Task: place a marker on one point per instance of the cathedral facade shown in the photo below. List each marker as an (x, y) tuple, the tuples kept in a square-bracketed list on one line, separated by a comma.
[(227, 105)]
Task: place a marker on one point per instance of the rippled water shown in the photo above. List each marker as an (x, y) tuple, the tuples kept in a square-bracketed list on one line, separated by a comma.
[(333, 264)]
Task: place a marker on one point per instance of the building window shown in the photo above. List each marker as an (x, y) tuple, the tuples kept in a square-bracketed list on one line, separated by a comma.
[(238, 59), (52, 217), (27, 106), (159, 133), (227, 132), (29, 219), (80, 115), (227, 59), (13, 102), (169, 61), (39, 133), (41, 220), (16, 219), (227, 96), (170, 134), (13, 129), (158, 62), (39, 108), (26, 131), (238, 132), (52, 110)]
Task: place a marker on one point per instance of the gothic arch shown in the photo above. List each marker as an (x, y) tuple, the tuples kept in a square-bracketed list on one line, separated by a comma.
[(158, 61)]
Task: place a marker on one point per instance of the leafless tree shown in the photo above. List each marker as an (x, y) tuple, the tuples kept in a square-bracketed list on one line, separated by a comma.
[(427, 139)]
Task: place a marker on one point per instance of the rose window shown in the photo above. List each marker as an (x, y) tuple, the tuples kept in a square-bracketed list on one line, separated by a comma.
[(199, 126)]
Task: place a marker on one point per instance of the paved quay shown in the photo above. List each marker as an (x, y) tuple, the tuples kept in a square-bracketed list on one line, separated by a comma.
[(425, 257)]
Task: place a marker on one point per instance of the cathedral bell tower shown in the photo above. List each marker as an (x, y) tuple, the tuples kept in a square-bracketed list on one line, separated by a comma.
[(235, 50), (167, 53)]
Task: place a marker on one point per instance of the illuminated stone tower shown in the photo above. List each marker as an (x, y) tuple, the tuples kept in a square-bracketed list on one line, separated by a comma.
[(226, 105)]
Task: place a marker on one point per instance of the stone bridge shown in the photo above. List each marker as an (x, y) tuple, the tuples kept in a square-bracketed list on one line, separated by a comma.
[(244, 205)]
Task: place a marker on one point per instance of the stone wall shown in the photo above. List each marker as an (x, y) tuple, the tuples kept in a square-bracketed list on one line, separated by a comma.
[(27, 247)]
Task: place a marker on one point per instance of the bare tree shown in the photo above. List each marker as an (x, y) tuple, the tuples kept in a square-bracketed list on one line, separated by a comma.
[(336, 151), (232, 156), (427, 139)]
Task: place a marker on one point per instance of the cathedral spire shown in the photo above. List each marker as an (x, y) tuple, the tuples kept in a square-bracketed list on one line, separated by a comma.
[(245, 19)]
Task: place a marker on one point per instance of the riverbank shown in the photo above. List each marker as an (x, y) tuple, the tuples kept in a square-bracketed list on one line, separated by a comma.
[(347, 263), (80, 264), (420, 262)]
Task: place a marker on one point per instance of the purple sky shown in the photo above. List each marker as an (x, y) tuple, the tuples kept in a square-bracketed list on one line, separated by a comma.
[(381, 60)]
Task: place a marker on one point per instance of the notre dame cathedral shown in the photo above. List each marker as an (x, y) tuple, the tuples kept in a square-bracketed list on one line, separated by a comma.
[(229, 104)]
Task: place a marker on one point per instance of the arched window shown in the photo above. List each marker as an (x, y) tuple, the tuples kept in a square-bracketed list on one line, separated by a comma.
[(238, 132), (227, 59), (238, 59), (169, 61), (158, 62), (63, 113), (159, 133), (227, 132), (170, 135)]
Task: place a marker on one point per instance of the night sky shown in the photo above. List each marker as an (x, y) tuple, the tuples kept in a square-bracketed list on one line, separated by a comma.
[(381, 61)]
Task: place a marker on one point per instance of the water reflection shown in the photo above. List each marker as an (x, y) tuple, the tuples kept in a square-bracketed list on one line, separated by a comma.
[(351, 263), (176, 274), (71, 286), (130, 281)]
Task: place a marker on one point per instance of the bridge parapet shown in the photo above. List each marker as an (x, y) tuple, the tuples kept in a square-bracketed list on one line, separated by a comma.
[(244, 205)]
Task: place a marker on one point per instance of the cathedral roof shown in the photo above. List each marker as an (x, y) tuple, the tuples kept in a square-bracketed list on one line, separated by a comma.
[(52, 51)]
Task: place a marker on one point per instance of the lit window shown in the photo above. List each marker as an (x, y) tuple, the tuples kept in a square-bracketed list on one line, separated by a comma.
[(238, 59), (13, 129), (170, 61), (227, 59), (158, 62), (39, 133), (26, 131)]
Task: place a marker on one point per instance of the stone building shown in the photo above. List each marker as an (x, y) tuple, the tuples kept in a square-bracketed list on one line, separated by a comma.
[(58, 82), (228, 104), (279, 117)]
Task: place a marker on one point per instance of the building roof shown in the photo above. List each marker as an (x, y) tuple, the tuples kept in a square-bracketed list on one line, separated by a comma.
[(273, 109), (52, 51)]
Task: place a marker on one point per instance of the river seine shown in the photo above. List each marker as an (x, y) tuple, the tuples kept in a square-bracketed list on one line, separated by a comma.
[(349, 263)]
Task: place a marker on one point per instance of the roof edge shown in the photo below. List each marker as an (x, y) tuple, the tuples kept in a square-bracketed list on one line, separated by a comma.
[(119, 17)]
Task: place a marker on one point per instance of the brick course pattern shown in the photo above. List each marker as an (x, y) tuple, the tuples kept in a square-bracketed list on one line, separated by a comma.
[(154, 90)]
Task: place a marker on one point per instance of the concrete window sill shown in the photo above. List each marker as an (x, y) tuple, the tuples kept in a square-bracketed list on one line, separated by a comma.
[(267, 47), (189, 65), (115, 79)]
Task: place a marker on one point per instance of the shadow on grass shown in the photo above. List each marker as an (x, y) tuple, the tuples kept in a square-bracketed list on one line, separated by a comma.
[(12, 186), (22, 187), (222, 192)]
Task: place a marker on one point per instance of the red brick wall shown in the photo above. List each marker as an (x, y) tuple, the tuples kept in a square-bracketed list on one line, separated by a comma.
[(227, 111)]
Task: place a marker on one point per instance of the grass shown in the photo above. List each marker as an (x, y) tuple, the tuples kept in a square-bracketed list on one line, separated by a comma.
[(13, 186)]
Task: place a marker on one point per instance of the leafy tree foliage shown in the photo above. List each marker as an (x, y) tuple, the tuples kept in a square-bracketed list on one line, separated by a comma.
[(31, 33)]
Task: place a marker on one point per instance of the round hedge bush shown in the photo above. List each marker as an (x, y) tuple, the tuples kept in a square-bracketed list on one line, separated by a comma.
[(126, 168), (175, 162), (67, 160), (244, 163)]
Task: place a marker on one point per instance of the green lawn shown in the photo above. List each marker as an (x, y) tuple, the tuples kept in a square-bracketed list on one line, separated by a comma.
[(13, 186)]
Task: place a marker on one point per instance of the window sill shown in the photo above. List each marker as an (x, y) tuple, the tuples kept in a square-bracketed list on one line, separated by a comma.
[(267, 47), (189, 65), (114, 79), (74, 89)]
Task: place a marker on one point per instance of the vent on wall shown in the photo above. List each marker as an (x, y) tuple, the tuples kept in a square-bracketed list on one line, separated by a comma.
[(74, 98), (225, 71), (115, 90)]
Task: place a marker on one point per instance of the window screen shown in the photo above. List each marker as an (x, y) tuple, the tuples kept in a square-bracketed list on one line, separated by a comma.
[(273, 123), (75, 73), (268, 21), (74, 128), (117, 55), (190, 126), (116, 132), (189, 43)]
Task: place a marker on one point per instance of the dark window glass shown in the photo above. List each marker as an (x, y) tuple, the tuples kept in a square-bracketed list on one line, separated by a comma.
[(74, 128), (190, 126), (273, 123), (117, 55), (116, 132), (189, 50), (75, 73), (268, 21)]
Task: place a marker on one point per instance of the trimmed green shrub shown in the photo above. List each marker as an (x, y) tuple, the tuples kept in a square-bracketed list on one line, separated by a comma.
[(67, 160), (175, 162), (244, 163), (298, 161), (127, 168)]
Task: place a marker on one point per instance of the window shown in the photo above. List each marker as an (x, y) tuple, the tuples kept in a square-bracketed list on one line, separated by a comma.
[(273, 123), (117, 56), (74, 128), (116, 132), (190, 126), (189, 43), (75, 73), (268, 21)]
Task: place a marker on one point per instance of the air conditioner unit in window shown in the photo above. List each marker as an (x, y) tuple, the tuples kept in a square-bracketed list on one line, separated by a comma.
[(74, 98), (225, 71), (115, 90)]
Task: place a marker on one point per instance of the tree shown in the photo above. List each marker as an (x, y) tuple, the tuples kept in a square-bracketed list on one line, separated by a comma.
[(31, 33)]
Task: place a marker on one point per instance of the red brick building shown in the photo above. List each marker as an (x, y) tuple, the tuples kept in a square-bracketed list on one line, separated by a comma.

- _PROBLEM DETAILS_: Your answer must consist only of the lines from the one containing "the window shown" through the last line of the data above, both included, exactly as written.

- _ANSWER TO THIS EXERCISE_:
Task: place a marker on one point per instance of the window shown in the photo above. List each marker as an (x, y) tuple, the tuples kept in a square-bracketed list on one line, separated by a comma.
[(273, 123), (117, 56), (74, 128), (116, 132), (190, 126), (189, 43), (75, 73), (268, 21)]
Task: place a marker on one point per instance of the air conditioner unit in window shown in the photo above. List each marker as an (x, y) tuple, the tuples kept in a square-bracketed list on one line, separated by a comma.
[(74, 98), (225, 71), (115, 90)]
Task: place a marker on one point per instance of the tree shown in the photo above. List each marker as an (x, y) tuple, the tuples kept in a square-bracketed list on one line, separated by a comma.
[(31, 33)]
Task: place a marker on one point per instance of the red brick building shown in the photo above. List each marker as an (x, y) tuple, the tuples kept in a square-bracketed list on one line, separated by a comma.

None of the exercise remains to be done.